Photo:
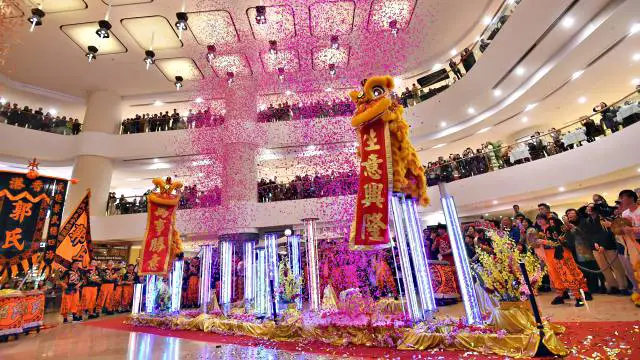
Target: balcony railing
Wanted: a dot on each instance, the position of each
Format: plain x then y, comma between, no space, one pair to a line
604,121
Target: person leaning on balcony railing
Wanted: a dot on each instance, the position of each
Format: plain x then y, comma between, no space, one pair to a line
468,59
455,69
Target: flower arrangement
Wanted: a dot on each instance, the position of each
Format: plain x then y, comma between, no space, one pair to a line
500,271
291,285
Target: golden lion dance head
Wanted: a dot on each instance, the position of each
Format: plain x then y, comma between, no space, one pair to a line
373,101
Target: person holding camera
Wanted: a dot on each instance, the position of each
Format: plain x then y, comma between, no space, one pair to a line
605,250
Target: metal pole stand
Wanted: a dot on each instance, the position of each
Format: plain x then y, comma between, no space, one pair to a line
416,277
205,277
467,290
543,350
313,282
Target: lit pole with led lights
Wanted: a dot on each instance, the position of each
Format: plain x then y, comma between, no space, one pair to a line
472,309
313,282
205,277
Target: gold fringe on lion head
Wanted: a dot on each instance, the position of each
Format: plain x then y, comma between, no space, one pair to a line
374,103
---
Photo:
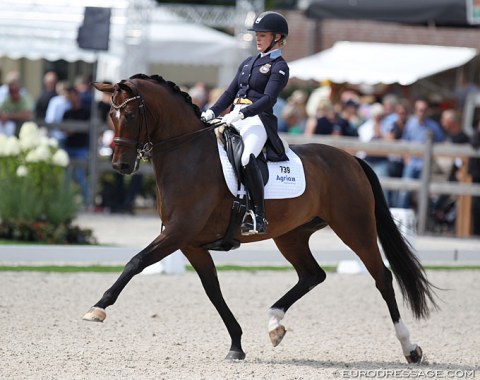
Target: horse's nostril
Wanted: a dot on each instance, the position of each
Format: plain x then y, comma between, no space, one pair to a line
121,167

— What is being asked —
Where the string "pole" occurs in the data, return the whole line.

— Task solution —
Target: metal pole stand
Target: lit pole with led lights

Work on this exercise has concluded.